• [EXTRAIT DU TEXTE]

La «touche», chez De Staël, n’a pas simplement une valeur plastique ou
musicale, elle est appréhension du «réel» dans une tension extrême
entre saisissement/désaississement. Elle est presque touche réelle dans
sa force haptique de prise/déprise à bras-le-corps. La perte de contact
passe, ici, par la peau de la toile. Il y a toujours, posé
potentiellement, une virtualité d’accident qui, loin d’être
catastrophique, peut potentialiser l’acte créatif.
Dans une lettre datée de mars 1953, dans la même veine, il confie à
Pierre Lecuire, un poète et éditeur qui a fait déjà de nombreux
commentaires sur sa peinture :
Mais le vertige, j’aime bien cela, moi. J’y tiens parfois à tout prix,
en grand. […] La continuité dans le renouvellement, c’est pas croyable,
mais il faut le faire. Chaque chose importante est un événement, doit
en être un. Il n’y a pas à sortir de là, c’est cela qu est impossible
et vrai. Cela doit tomber hors de toute loi connue, comme cela, en
vrac, en ordre, mais cela doit tomber.

• [LISTE DES ITEMS]
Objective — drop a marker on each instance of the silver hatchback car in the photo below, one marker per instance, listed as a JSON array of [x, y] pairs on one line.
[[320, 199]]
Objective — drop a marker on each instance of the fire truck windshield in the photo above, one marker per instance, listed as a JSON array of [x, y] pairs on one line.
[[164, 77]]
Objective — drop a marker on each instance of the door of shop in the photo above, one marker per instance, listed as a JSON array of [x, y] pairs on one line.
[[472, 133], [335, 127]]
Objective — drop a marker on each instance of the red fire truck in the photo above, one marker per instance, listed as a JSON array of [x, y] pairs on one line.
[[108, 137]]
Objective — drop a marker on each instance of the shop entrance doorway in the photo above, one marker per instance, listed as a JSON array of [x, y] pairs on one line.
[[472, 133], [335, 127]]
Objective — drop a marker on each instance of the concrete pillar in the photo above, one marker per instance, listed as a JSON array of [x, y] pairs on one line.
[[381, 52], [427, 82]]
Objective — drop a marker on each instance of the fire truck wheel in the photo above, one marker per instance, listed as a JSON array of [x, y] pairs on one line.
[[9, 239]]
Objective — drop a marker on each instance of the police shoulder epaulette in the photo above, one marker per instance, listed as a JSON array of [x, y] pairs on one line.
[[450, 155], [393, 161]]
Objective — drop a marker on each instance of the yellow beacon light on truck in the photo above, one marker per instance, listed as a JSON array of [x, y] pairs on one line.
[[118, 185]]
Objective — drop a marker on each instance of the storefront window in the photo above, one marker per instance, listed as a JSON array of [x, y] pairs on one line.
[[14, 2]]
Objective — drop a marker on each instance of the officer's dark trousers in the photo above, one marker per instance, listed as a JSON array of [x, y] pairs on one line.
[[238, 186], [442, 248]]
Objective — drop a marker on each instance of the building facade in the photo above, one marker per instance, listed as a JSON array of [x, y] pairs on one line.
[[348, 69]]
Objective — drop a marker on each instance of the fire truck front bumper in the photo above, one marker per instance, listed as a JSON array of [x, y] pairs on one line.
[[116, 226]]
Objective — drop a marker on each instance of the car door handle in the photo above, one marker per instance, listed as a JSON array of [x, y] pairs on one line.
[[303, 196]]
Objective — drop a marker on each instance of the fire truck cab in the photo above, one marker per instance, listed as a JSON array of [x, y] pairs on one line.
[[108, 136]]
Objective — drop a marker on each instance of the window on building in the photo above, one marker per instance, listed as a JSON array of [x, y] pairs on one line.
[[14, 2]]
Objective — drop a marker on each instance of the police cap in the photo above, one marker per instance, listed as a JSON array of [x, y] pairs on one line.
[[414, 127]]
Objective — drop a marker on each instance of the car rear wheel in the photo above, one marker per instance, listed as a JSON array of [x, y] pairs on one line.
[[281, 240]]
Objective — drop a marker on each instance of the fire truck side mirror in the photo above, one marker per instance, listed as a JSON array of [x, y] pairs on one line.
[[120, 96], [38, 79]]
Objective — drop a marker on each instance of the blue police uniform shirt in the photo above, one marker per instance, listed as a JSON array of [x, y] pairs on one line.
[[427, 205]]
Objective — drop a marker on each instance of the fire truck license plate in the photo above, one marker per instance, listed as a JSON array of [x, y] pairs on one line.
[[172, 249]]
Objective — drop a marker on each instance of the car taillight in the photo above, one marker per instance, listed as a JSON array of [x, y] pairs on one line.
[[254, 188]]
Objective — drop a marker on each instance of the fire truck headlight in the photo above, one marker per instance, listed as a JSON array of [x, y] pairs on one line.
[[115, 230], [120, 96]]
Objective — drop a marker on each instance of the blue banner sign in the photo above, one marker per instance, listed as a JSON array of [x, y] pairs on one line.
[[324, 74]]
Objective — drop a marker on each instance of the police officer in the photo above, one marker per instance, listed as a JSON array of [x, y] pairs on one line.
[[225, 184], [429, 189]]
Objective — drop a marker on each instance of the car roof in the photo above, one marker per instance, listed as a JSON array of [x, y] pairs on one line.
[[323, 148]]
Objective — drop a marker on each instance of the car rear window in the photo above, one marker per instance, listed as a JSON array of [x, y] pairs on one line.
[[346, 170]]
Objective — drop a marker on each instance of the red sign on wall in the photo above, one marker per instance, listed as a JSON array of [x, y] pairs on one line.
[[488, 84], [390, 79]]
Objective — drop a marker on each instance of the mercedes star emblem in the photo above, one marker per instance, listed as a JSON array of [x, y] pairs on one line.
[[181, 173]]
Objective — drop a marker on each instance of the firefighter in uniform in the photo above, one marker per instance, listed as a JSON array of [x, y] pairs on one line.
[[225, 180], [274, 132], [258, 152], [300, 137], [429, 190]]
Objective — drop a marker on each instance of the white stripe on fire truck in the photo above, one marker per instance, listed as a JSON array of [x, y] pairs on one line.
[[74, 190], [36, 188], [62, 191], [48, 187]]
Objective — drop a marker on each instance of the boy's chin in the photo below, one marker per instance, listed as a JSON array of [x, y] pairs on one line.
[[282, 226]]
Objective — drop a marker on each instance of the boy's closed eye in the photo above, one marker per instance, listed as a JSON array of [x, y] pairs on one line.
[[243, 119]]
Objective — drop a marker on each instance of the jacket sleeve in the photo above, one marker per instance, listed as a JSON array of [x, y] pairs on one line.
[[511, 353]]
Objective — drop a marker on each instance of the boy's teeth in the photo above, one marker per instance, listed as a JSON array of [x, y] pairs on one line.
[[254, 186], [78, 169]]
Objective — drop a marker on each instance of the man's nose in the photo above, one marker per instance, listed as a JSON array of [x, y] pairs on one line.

• [CONSIGNE 1] Reformulez plus brièvement le paragraphe de l'extrait sur De Staël qui commence par « La «touche», chez De Staël », en conservant ses idées principales.
• [CONSIGNE 2] Prolongez l'extrait sur De Staël à partir de sa dernière phrase.

• [CORRIGÉ 1] Chez De Staël, la touche ne se limite pas à une valeur plastique ou musicale : elle saisit le « réel » dans une tension extrême entre saisissement et dessaisissement. Elle est presque un contact physique, une prise et une déprise à bras-le-corps. La perte de contact passe par la peau de la toile. Un accident reste toujours possible, mais, loin d'être catastrophique, il peut renforcer l'acte créatif.

• [CORRIGÉ 2]
La cadence de l’acte créatif est rythmée par l’intensité vertigineuse
(sur le bord, à la limite d’une chute métaphorique) d’un «ça peut
tomber juste» ou «ça peut justement tomber». Dans un autre passage de
sa correspondance, il dit l’extême de cette mise en jeu :
Plus vous saisirez que l’explosion, c’est tout chez moi, comme on ouvre
une fenêtre, plus vous comprendrez que je ne peux pas l’arrêter en
finissant plus les choses. […] Je ne suis unique que dans ce bond que
j’arrive à mettre sur la toile avec plus ou moins de contact[v].
La couleur n’explose que sur le bord d’une fenêtre, le battant, le
battement de son ouverture entre réalité et représentation. Ce
dynamisme, cette énergie ne sauraient tranquillement se clore, se
refermer dans le mesure où cette tension, ce mouvement ne peuvent
cesser. Nicolas de Staël ne referme jamais la fenêtre dans la clôture
d’un apaisement. Ça reste toujours entr’ouvert, entr’aperçu. Pour lui,
sa singularité résiderait dans ce qu’il appelle bond et qu’il laisse
demeurer en suspens en reposant sans cesse la question pneumatique (au
sens d’une possible adhérence à la réalité ou d’un dérapage du réel)
d’un contact maintenu ou perdu avec la toile. Zone de turbulence,
tourbillon vertigineux, tension entre l’achevé ou l’inachevé qu’il
faudrait soutenir en resrant sur le bord de la fenêtre mais dont on ne
sait jamais si ça se terminera par-dessus bord.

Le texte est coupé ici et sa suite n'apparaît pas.